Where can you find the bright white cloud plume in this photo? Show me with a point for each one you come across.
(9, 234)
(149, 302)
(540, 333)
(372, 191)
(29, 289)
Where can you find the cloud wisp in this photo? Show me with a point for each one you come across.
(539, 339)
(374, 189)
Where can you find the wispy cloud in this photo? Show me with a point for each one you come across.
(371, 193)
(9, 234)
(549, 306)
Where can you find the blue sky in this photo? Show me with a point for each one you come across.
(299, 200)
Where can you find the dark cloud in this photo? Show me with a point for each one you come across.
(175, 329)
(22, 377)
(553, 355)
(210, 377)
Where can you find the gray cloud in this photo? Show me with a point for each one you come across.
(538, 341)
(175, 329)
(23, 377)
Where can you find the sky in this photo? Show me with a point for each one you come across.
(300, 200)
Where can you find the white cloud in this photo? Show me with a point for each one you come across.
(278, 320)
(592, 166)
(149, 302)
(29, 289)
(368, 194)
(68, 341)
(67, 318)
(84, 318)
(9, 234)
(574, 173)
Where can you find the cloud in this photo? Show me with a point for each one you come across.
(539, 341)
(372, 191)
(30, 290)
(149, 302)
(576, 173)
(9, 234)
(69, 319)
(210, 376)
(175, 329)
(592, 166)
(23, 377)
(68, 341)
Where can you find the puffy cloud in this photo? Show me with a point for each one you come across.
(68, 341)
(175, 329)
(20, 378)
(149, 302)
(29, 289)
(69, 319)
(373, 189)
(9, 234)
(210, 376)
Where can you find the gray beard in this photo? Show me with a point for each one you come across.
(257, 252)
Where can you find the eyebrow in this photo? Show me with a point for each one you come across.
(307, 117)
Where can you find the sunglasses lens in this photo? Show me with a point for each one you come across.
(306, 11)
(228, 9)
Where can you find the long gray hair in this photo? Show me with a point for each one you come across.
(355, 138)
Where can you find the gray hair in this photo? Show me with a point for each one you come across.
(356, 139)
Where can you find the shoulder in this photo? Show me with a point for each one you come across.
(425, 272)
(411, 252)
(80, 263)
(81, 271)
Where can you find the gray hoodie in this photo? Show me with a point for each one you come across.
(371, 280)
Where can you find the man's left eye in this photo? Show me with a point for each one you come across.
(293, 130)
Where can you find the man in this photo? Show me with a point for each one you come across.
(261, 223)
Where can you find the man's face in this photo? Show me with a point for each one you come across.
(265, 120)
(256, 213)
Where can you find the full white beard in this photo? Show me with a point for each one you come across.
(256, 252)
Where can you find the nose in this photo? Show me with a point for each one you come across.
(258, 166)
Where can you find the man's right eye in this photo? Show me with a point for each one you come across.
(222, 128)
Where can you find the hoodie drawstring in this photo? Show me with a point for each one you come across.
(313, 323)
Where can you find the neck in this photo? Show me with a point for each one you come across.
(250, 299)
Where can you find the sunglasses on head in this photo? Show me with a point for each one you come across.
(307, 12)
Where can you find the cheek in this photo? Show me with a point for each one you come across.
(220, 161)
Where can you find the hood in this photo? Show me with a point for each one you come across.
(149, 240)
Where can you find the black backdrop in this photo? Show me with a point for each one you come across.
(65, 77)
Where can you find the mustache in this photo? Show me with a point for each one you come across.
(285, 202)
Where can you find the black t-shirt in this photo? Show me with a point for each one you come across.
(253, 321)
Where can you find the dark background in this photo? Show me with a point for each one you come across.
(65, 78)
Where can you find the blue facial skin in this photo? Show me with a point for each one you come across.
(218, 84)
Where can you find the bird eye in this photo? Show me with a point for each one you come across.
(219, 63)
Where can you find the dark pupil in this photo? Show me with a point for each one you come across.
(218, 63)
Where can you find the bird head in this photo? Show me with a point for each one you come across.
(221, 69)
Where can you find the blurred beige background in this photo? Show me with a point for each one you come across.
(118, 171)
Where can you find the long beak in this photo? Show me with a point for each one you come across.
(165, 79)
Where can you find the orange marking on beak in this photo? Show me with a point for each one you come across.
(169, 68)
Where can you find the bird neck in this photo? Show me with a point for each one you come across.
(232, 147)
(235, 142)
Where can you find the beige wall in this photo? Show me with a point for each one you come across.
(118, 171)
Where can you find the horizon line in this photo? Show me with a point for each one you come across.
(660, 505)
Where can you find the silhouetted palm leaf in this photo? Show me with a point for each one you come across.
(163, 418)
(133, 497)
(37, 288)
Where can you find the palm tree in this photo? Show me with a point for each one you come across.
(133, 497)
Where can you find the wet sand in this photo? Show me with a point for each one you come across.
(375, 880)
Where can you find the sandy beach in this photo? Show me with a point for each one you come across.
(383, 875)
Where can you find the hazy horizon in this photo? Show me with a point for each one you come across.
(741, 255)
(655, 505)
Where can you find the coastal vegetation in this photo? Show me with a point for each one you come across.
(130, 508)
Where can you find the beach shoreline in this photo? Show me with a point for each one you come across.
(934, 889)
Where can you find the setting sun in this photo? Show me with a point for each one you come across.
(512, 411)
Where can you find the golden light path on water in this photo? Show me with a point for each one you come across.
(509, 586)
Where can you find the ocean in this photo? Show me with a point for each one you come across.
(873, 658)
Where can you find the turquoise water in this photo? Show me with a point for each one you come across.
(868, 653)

________________

**Objective**. Copy out the full set of records precisely, leaving nothing out.

**Expected answer**.
Where can you find the bright white cloud plume in this photo? Show me with a point for each one you come across.
(9, 234)
(149, 302)
(540, 333)
(372, 191)
(29, 289)
Where can you find the cloud wisp in this photo? Show me with a point for each one you come across.
(539, 339)
(374, 189)
Where can you find the wispy cloud in this photo? Show me with a point for each one you come across.
(371, 193)
(9, 234)
(549, 306)
Where can you find the blue sky in this photo? Show me with a point for each one you come across.
(299, 200)
Where can you find the dark cloud in this photo? Show me with a point for each one you come across.
(175, 329)
(22, 377)
(553, 355)
(210, 377)
Where can you find the gray cloud in this photo? Show me with a point for each one you come across.
(538, 341)
(175, 329)
(23, 377)
Where can you find the sky in this photo? Show me with a point for each one you come across.
(300, 200)
Where can you find the white cloud in this photo? Show me with a point for each one you come across.
(278, 320)
(592, 166)
(149, 302)
(29, 289)
(368, 194)
(68, 341)
(67, 318)
(84, 318)
(9, 234)
(574, 173)
Where can you find the cloud in this photo? Show me with a point for each one you come across.
(539, 341)
(372, 191)
(30, 290)
(149, 302)
(576, 173)
(9, 234)
(69, 319)
(210, 376)
(175, 329)
(592, 166)
(23, 377)
(68, 341)
Where can you find the puffy cloud in this photo? Show me with a point for each one you come across.
(68, 341)
(175, 329)
(20, 378)
(149, 302)
(29, 289)
(69, 319)
(373, 189)
(9, 234)
(210, 376)
Where can you find the gray beard in this photo? Show me with a point for each one you come across.
(257, 252)
Where can you find the eyebrow in this photo? Show me with a point for each one you come across.
(307, 117)
Where can you find the sunglasses lens in this photo? Show me with a point for each one you come across.
(306, 11)
(228, 9)
Where can you find the long gray hair in this photo? Show me with a point for each one you come across.
(355, 138)
Where can you find the gray hair in this photo? Show me with a point for each one you come across.
(356, 139)
Where can you find the shoulder in this photo? Show me with a point for each one you come across.
(425, 272)
(411, 252)
(80, 263)
(81, 271)
Where can you find the gray hoodie in this photo? Show me with a point for each one you come across.
(371, 280)
Where can you find the man's left eye in this photo? Show me with a point for each one you come across.
(293, 130)
Where can you find the man in this photo? Show me with a point for each one you come across.
(261, 223)
Where can you find the man's face in this photo? Show me with a point for each one you come across.
(265, 120)
(256, 213)
Where can you find the full white beard in this photo? Show me with a point for each one you come across.
(256, 252)
Where can you find the nose in this photo? Show me with a point for each one you come across.
(258, 166)
Where can you find the man's right eye in this photo? Show me with a point for each one you come across.
(222, 128)
Where can you find the hoodie drawstring in this photo? Show me with a point for each one you come across.
(313, 323)
Where can you find the neck in this photo? Show me with a point for each one you come across.
(250, 299)
Where can you find the sunglasses on head in this photo? Show me with a point for each one you come across.
(307, 12)
Where can you find the cheek in this photo? Show me with a point for each one you come across.
(220, 161)
Where can you find the hood in this photo? Show me with a point for each one you come across.
(149, 240)
Where can you find the black backdrop in this photo? Show me with a point for each one you come across.
(65, 77)
Where can you find the mustache in this photo? Show me with a point for each one you come across.
(285, 202)
Where can you find the black t-shirt in this photo? Show me with a point for each one you come across.
(253, 321)
Where can you find the dark background in this photo? Show me with a point for each one you come across.
(65, 78)
Where can you find the blue facial skin in this photo? Show me with a point for each one you come across.
(218, 84)
Where can you find the bird eye in this photo? Show me with a point for each one you come across.
(219, 63)
Where can you find the dark pupil in this photo? Show me with a point for each one you come across.
(218, 63)
Where can you find the bird head in this photo? Show me with a point for each one you come across.
(221, 69)
Where can you find the blurred beige background in this photo? Show me with a point for each one you come across.
(118, 171)
Where can you find the long beak in this photo? Show me with a point for each one you come across.
(165, 79)
Where can you find the orange marking on beak in this photo? Show me with a point for each one you come across.
(169, 68)
Where can you find the bird neck in this photo? Show me with a point for each one you come across.
(232, 147)
(235, 142)
Where can you find the beige wall in this photo? Show me with a point for each one you come across.
(118, 171)
Where can you find the horizon line in this photo? Show me with a point for each one you come across.
(660, 505)
Where can you find the silhouetted palm leaf in this photo? Show me with a point for each one you come across.
(163, 418)
(133, 497)
(37, 288)
Where can you find the palm tree in this photo? Show me with a point for each one you come across.
(133, 497)
Where can you find the wet sand in this photo? Show me with a point for each one you come across.
(375, 880)
Where can you find the sandy beach in this photo? Show me with a point for each one you come across.
(383, 875)
Where can you find the hazy horizon in this photo? Show me with a point for each one you come across.
(741, 255)
(655, 505)
Where can you find the coastal vegetation in this photo? Show me with a point for each one you come across.
(130, 508)
Where can you find the beach shoreline in this photo? Show me with a point for each one you come across.
(934, 889)
Where can you find the setting sun in this photo? Show me with a point for each one you come across.
(512, 411)
Where can you find the golden light path on water in this photo? Show me with a point for each one you come across.
(509, 586)
Where can you find the ocean in this photo? Show me with a point for each one you come across.
(873, 658)
Where can you find the turquoise water in this photo? Show me with a point for each one you come across.
(868, 653)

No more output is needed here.